[Excerpted data — start]

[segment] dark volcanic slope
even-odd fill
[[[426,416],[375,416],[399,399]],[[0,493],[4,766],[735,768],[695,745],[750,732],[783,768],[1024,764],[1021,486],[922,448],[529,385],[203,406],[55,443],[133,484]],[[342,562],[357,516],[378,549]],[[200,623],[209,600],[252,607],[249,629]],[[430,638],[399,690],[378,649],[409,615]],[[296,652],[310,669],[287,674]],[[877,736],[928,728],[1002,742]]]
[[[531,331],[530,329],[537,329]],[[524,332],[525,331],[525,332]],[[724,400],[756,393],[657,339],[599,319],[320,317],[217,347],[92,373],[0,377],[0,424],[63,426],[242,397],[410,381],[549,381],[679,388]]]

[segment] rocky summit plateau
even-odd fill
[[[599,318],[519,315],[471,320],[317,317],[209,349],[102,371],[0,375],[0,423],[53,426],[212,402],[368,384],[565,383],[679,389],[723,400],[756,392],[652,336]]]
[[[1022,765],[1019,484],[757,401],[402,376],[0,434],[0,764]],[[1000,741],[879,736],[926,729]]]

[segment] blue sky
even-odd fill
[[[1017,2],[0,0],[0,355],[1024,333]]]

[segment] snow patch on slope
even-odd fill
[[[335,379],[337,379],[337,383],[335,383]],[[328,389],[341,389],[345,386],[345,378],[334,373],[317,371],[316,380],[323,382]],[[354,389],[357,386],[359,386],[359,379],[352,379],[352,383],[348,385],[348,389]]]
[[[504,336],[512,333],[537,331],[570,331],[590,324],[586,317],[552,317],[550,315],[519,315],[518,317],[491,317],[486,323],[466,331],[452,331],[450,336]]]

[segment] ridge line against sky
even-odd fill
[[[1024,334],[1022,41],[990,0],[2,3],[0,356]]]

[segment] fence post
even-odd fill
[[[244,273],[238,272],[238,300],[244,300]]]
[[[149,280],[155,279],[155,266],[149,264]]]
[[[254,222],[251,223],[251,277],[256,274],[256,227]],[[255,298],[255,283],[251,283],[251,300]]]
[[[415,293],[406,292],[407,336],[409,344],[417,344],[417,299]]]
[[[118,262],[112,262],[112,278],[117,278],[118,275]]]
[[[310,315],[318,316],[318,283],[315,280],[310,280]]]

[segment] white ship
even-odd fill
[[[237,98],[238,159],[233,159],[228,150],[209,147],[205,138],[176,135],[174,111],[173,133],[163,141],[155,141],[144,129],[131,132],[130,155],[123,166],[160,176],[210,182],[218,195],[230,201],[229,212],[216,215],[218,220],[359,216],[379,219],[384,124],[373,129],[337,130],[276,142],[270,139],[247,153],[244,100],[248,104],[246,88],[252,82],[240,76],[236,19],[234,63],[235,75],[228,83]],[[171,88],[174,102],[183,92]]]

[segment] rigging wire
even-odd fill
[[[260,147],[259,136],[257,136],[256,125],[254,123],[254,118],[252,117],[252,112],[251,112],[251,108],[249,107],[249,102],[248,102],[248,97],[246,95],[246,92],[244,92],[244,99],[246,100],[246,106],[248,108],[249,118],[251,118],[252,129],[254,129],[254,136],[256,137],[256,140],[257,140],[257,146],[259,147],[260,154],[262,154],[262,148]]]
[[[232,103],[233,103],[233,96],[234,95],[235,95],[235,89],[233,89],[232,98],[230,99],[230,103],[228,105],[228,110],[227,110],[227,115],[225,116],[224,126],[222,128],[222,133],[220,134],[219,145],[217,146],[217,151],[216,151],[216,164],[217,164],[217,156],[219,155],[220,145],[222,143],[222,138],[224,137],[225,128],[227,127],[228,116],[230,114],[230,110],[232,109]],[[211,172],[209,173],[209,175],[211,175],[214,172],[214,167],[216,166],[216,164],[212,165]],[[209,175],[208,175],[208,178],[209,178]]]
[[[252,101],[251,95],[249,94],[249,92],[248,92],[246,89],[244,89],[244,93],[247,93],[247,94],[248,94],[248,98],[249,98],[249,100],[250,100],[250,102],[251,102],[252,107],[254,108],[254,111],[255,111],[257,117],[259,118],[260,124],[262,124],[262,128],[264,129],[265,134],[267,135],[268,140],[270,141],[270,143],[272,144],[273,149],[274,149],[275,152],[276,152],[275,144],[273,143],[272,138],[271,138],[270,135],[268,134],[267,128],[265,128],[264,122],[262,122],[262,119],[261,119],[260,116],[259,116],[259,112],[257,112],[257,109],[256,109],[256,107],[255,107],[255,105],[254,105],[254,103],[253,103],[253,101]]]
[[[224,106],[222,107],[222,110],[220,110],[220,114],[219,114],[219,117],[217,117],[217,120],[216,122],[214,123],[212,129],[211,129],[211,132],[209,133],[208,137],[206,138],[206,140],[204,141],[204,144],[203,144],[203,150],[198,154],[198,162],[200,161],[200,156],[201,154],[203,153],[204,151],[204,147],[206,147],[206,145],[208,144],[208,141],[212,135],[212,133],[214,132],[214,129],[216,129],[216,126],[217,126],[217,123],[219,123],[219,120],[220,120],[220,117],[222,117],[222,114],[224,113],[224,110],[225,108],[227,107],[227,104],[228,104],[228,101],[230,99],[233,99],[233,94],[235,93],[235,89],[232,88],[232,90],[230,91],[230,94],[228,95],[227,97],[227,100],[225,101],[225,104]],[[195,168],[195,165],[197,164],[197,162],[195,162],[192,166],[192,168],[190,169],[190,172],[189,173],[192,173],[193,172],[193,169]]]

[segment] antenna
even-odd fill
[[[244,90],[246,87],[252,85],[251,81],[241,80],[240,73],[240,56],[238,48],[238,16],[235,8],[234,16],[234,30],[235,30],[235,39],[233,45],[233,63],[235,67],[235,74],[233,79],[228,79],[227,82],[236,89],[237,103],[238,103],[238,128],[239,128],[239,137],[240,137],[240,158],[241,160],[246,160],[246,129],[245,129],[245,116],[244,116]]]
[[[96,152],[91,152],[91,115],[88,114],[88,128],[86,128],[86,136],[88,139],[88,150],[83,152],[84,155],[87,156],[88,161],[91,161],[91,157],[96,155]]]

[Excerpted data — finish]

**Exercise requirements**
Whatever lines appear above, reproduce every one of them exactly.

**Reply**
[segment] dark volcanic slope
even-odd fill
[[[426,416],[375,416],[399,399]],[[0,493],[4,766],[735,768],[695,745],[750,732],[783,768],[1024,764],[1021,486],[922,448],[529,385],[203,406],[55,443],[133,484]],[[342,562],[357,516],[378,549]],[[200,623],[209,600],[252,607],[249,629]],[[430,638],[399,690],[378,649],[409,615]],[[296,652],[310,669],[287,674]],[[877,736],[928,728],[1002,742]]]
[[[531,331],[530,329],[537,329]],[[524,332],[525,331],[525,332]],[[724,400],[756,393],[657,339],[599,319],[320,317],[217,347],[92,373],[0,377],[0,424],[63,426],[242,397],[410,381],[549,381],[679,388]]]

[segment] rocky summit plateau
even-odd fill
[[[599,318],[519,315],[471,320],[317,317],[209,349],[102,371],[0,375],[0,423],[53,426],[212,402],[368,384],[565,383],[679,389],[723,400],[756,392],[652,336]]]
[[[1022,765],[1019,484],[757,401],[402,376],[0,434],[0,764]],[[1000,741],[879,736],[926,729]]]

[segment] blue sky
even-odd fill
[[[1017,2],[0,0],[0,355],[1024,333]]]

[segment] snow patch on slope
even-odd fill
[[[335,379],[337,379],[337,383],[335,383]],[[328,389],[341,389],[345,386],[345,378],[334,373],[317,371],[316,380],[323,382]],[[354,389],[357,386],[359,386],[359,379],[352,379],[352,383],[348,385],[348,389]]]
[[[504,336],[512,333],[537,331],[570,331],[590,324],[586,317],[552,317],[550,315],[519,315],[518,317],[491,317],[486,323],[466,331],[452,331],[450,336]]]

[segment] ridge line against sky
even-odd fill
[[[1024,334],[1022,41],[990,0],[2,3],[0,356]]]

[segment] fence post
even-odd fill
[[[244,273],[238,272],[238,300],[244,300]]]
[[[149,280],[155,279],[155,266],[149,264]]]
[[[254,222],[251,223],[251,277],[256,274],[256,227]],[[255,298],[255,283],[251,283],[251,300]]]
[[[415,293],[406,292],[407,336],[409,344],[417,344],[417,299]]]
[[[118,262],[112,262],[112,278],[117,278],[118,275]]]
[[[310,315],[318,316],[318,283],[315,280],[310,280]]]

[segment] white ship
even-odd fill
[[[237,98],[238,159],[233,159],[228,150],[209,147],[205,138],[176,135],[174,111],[173,133],[163,141],[155,141],[144,129],[131,132],[130,155],[123,166],[160,176],[210,182],[218,195],[230,201],[229,212],[216,215],[218,220],[359,216],[379,219],[384,124],[373,129],[337,130],[276,142],[270,139],[247,153],[244,100],[248,104],[246,88],[252,82],[240,76],[236,19],[234,63],[235,75],[228,83]],[[171,88],[174,102],[183,92]]]

[segment] rigging wire
even-odd fill
[[[260,147],[259,136],[257,136],[256,125],[254,123],[254,118],[252,117],[252,112],[251,112],[251,108],[249,107],[249,102],[248,102],[248,97],[246,95],[246,92],[244,92],[244,99],[246,100],[246,106],[248,108],[249,118],[251,118],[252,129],[254,129],[254,136],[256,137],[256,140],[257,140],[257,146],[259,147],[260,154],[262,154],[262,148]]]
[[[232,103],[233,103],[233,96],[234,95],[235,95],[235,89],[233,89],[232,98],[230,99],[230,103],[228,105],[228,110],[227,110],[227,115],[225,116],[224,126],[222,128],[222,133],[220,134],[219,145],[217,146],[217,151],[216,151],[216,164],[217,164],[217,156],[219,155],[220,145],[222,143],[222,138],[224,137],[225,128],[227,127],[228,116],[230,114],[230,110],[232,109]],[[211,172],[209,173],[209,175],[211,175],[214,172],[214,167],[216,166],[216,164],[212,165]],[[209,175],[208,175],[208,178],[209,178]]]
[[[252,101],[251,95],[249,94],[249,92],[248,92],[246,89],[244,89],[244,93],[247,93],[247,94],[248,94],[248,98],[249,98],[249,100],[250,100],[250,102],[251,102],[252,107],[254,108],[254,111],[255,111],[257,117],[259,118],[260,124],[262,124],[262,128],[264,129],[265,134],[267,135],[268,140],[270,141],[270,143],[272,144],[273,149],[274,149],[275,152],[276,152],[275,144],[273,143],[272,138],[271,138],[270,135],[268,134],[267,128],[265,128],[264,122],[262,122],[262,119],[261,119],[260,116],[259,116],[259,112],[257,112],[257,109],[256,109],[256,107],[255,107],[255,105],[254,105],[254,103],[253,103],[253,101]]]
[[[224,106],[222,107],[222,110],[220,110],[220,114],[219,114],[219,117],[217,117],[217,120],[216,122],[214,123],[212,129],[211,129],[211,132],[209,133],[208,137],[206,138],[206,140],[204,141],[204,144],[203,144],[203,150],[198,154],[198,162],[200,161],[200,156],[201,154],[203,153],[204,151],[204,147],[206,147],[206,145],[208,144],[208,141],[212,135],[212,133],[214,132],[214,129],[216,129],[216,126],[217,126],[217,123],[219,123],[219,120],[220,120],[220,117],[222,117],[222,114],[224,113],[224,110],[225,108],[227,107],[227,104],[228,104],[228,101],[230,99],[233,99],[233,94],[235,93],[235,89],[232,88],[232,90],[230,91],[230,94],[228,95],[227,97],[227,100],[225,101],[225,104]],[[195,168],[195,165],[197,164],[197,162],[195,162],[192,166],[192,168],[190,169],[190,172],[189,173],[192,173],[193,172],[193,169]]]

[segment] antenna
even-odd fill
[[[244,90],[246,87],[252,85],[251,81],[241,80],[240,73],[240,56],[238,48],[238,16],[235,8],[234,16],[234,30],[235,30],[235,39],[233,45],[233,63],[235,67],[235,74],[233,79],[228,79],[227,82],[236,89],[237,103],[238,103],[238,128],[239,128],[239,137],[240,137],[240,158],[241,160],[246,160],[246,129],[245,129],[245,116],[244,116]]]
[[[96,152],[91,152],[91,115],[88,114],[88,128],[86,128],[86,136],[88,139],[88,150],[83,152],[84,155],[87,156],[88,161],[91,161],[91,157],[96,155]]]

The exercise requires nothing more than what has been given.